PROBLEM:
Below are some records; return each one exactly.

DATA FOR THIS TASK:
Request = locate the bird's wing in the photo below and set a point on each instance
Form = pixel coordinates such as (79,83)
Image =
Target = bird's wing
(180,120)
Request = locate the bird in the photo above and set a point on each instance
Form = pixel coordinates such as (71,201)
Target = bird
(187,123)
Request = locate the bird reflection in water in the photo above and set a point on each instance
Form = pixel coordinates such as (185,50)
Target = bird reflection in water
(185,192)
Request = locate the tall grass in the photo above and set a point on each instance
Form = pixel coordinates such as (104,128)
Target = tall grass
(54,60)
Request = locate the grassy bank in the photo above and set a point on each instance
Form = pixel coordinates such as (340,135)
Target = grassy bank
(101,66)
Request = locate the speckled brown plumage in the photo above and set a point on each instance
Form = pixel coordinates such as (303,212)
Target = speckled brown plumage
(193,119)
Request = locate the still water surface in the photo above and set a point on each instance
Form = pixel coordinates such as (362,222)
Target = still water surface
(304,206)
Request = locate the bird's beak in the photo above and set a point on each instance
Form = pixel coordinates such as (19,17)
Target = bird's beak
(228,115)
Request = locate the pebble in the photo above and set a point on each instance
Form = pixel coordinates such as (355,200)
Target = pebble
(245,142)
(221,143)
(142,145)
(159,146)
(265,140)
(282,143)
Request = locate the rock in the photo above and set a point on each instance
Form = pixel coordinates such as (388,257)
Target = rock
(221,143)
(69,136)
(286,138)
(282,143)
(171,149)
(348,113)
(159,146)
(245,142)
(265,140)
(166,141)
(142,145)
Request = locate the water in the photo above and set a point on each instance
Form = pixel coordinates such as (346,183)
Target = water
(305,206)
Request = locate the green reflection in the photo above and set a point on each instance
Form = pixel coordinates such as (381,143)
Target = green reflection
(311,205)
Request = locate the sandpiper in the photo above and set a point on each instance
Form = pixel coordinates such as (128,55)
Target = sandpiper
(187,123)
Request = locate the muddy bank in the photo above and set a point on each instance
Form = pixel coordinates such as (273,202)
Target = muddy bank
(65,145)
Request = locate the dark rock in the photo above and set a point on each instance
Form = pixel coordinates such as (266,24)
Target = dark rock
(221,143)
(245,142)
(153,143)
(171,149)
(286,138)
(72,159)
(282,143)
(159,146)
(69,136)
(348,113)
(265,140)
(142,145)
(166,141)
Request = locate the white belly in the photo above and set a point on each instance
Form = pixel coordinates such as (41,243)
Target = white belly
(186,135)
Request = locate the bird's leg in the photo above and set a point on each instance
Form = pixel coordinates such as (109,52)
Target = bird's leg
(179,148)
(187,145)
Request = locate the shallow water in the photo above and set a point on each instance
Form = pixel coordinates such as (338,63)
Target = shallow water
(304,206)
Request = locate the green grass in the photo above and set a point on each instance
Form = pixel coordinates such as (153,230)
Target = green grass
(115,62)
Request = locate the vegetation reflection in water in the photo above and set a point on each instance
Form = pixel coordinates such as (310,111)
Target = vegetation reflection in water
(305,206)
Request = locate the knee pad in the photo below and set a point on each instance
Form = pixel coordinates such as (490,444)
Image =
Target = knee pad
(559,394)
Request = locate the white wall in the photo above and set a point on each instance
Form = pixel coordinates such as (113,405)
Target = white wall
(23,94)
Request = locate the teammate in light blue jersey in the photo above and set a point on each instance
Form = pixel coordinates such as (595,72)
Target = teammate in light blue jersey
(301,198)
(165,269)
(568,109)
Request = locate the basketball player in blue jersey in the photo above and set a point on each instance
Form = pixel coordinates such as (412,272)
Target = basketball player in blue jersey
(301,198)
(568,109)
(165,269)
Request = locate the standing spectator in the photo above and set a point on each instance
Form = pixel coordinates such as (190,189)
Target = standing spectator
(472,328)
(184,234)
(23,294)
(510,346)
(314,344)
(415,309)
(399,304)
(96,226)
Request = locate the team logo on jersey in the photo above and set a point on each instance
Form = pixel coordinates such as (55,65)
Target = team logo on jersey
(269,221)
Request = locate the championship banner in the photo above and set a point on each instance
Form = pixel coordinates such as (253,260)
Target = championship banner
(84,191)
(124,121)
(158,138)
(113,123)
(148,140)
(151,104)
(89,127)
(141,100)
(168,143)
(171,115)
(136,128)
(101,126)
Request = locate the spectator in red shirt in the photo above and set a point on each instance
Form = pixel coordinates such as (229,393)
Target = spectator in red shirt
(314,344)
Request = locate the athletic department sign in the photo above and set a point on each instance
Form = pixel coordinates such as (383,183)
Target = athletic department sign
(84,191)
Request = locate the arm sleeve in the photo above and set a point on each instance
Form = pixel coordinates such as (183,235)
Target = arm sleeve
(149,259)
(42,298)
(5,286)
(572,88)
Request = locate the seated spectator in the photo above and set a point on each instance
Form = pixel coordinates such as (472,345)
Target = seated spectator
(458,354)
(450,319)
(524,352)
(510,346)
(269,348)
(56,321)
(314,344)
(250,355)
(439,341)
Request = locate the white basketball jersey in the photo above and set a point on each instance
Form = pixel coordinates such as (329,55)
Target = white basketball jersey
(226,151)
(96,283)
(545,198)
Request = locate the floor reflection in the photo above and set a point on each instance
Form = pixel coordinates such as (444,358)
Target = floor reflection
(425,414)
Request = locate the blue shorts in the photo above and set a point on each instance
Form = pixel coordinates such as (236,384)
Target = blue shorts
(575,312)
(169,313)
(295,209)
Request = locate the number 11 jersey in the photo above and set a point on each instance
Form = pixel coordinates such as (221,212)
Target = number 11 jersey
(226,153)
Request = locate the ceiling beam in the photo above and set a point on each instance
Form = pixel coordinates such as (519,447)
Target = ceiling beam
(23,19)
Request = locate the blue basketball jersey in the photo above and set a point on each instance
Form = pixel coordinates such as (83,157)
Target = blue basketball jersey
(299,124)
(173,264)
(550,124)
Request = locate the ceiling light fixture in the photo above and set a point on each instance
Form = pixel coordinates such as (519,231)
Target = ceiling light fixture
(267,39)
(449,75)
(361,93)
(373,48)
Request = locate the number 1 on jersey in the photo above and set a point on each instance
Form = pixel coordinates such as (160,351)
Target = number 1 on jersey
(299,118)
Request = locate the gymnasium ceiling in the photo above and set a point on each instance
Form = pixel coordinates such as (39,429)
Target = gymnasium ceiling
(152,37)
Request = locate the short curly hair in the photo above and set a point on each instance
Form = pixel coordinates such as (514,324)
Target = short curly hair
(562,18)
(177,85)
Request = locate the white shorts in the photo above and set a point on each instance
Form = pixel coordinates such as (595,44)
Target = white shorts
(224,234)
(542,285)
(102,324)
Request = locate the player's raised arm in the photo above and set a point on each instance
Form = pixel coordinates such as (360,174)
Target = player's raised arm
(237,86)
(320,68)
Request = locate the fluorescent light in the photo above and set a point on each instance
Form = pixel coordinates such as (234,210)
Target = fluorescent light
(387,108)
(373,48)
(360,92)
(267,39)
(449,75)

TASK SOLUTION:
Request = locate the bird's wing in the photo below and set a point on each instance
Form = pixel coordinates such as (79,83)
Image =
Target = bird's wing
(180,120)
Request = locate the bird in the photo above and set a point on each instance
Form = pixel coordinates such as (71,201)
Target = bird
(187,123)
Request = locate the bird reflection in water in the photo above and set a point on each instance
Form = pixel coordinates such as (185,50)
Target = bird reflection in water
(185,192)
Request = locate the tall grass in the photo above and set a point on each instance
Form = pixel coordinates such as (104,128)
Target = tall grass
(54,60)
Request = locate the grassy bank in the photo above and set a point on each instance
Form = pixel coordinates such as (340,135)
Target = grassy bank
(101,66)
Request = locate the speckled brown plumage in the photo above and set a point on each instance
Form = pixel coordinates such as (303,212)
Target = speckled brown plumage
(193,119)
Request = locate the still water surface in the photo above and set a point on each instance
Form = pixel coordinates such as (362,222)
Target = still water surface
(304,206)
Request = locate the bird's beak in the photo above and set a point on each instance
Form = pixel coordinates such as (19,17)
Target = bird's beak
(228,115)
Request = locate the pebble in the photo above and set a point on each instance
Form = pixel coordinates such as (355,200)
Target = pebble
(245,142)
(221,143)
(142,145)
(159,146)
(265,140)
(282,143)
Request = locate the rock in the photo above and set a point on each instance
Form = pixel coordinates such as (388,257)
Target = rock
(221,143)
(69,136)
(286,138)
(282,143)
(171,149)
(348,113)
(159,146)
(245,142)
(265,140)
(166,141)
(142,145)
Request = locate the water in the photo above and set a point on each instance
Form = pixel coordinates such as (346,183)
Target = water
(305,206)
Request = locate the green reflection in the photo above and set a point on each instance
Form = pixel coordinates such as (381,143)
Target = green reflection
(311,205)
Request = locate the sandpiper in the photo above and set a point on each instance
Form = pixel coordinates such as (128,55)
Target = sandpiper
(187,123)
Request = locate the muddy bank in the photo above and set a point on each instance
Form = pixel coordinates such as (273,202)
Target = muddy bank
(65,145)
Request = locate the dark rock in the photo above and set a point on each instance
Form = pixel coordinates such as (266,24)
Target = dark rock
(221,143)
(245,142)
(153,143)
(171,149)
(286,138)
(72,159)
(282,143)
(159,146)
(69,136)
(348,113)
(265,140)
(142,145)
(166,141)
Request = locate the white belly in the photo above and set a point on each instance
Form = pixel coordinates such as (41,243)
Target = white belly
(186,135)
Request = locate the bird's leg in the photo above and set a point on each instance
Form = pixel coordinates such as (109,52)
Target = bird's leg
(179,148)
(187,145)
Request = locate the shallow water in the photo above and set a point on each instance
Form = pixel coordinates such as (338,63)
Target = shallow water
(304,206)
Request = locate the green grass in the photo above and set a point on each instance
Form = pixel coordinates such as (153,230)
Target = green grass
(115,62)
Request = locate the vegetation reflection in water in the photo above and set a point on each instance
Form = pixel coordinates such as (310,111)
Target = vegetation reflection in water
(305,206)
Request = locate the knee pad in the photo below and set a point on each instance
Form = pixel coordinates such as (490,444)
Image =
Target = knee pad
(559,394)
Request = locate the white wall in the photo above and set a point on each instance
Form = pixel coordinates such as (113,405)
Target = white wall
(23,94)
Request = locate the teammate in light blue jersey in the photo above and set a point on each instance
Form = pixel coordinates such as (595,72)
Target = teammate in light blue jersey
(301,198)
(165,269)
(568,109)
Request = locate the basketball player in blue jersey in the photo above and set a point on each instance
Form = pixel coordinates such as (412,272)
Target = basketball player in blue jersey
(301,198)
(568,109)
(165,269)
Request = locate the standing spectator in the photo above and set a point on each instance
Form = pixel coordinates such as (190,189)
Target = standing spectator
(472,328)
(184,234)
(23,294)
(510,346)
(314,344)
(415,309)
(399,304)
(96,226)
Request = locate the team logo on jersey in the photo above and set a point on each instance
Form = pixel coordinates such as (55,65)
Target = team logo on jersey
(269,221)
Request = locate the championship banner in the photo above and set a point on each instance
Form = pixel coordinates such as (253,260)
Target = championship banner
(84,191)
(124,121)
(158,138)
(113,123)
(148,140)
(151,104)
(89,127)
(141,100)
(168,143)
(171,115)
(136,128)
(101,126)
Request = locate the spectator in red shirt in the photo above and set a point on each instance
Form = pixel coordinates such as (229,393)
Target = spectator in red shirt
(314,344)
Request = locate the athletic department sign in the photo above and set a point on each instance
Form = pixel coordinates such as (383,183)
Target = athletic department sign
(84,191)
Request = locate the arm sleeve in the photo above and set a point on each instance
Form = pixel coordinates such as (183,235)
Target = arm sleeve
(149,259)
(42,298)
(5,286)
(572,88)
Request = locate the seated spectator in the photo above and set a point on each instance
Form = pixel coordinates such as (472,345)
Target = seated spectator
(458,354)
(450,319)
(524,352)
(510,346)
(269,348)
(56,321)
(314,344)
(250,355)
(439,341)
Request = locate the white basketball jersey in the photo above and set a point on each instance
Form = pixel coordinates such as (329,55)
Target = white basketball jersey
(226,151)
(96,283)
(545,198)
Request = locate the floor reflection in the photo above and set a point on each instance
Form = pixel coordinates such as (444,358)
Target = floor reflection
(425,414)
Request = locate the blue shorts in the photo above and set a point on each instance
Form = pixel coordinates such as (236,384)
Target = blue shorts
(575,312)
(169,313)
(295,209)
Request = locate the number 11 jersey in the photo above and set a point on each instance
Form = pixel coordinates such as (221,212)
Target = number 11 jersey
(226,153)
Request = locate the ceiling beam in the photo above and set a point on each instance
Form = pixel coordinates such as (519,447)
Target = ceiling beam
(23,19)
Request = locate the blue basketball jersey in the photo above and set a point on each instance
Form = pixel coordinates such as (83,157)
Target = blue basketball jersey
(299,124)
(173,264)
(550,124)
Request = locate the ceiling light fixture in the photo above and set a point on each instance
Form = pixel coordinates such as (519,231)
Target = ceiling light fixture
(267,39)
(449,75)
(361,93)
(373,48)
Request = locate the number 1 on jersey in the photo above and set a point on each instance
Form = pixel coordinates such as (160,351)
Target = number 1 on jersey
(299,118)
Request = locate the gymnasium ceiling in the photo above and set a point on each instance
Form = pixel coordinates such as (39,429)
Target = gymnasium ceiling
(152,37)
Request = locate the short curly hair in the photo above and set a point on each instance
Form = pixel coordinates such as (514,324)
Target = short curly hair
(562,18)
(177,85)
Request = locate the white shorts in the photo above and set a point on each instance
Form = pixel coordinates such as (595,44)
Target = white shorts
(224,234)
(542,285)
(102,324)
Request = locate the player's raised arm in the photo above and set a point on each instance
Form = pixel coordinates such as (360,174)
Target = player's raised arm
(237,86)
(320,68)
Request = locate the fluorescent light in the photo above and set a point on each instance
Form = pixel coordinates such as (234,210)
Target = fluorescent light
(387,108)
(373,48)
(360,92)
(267,39)
(449,75)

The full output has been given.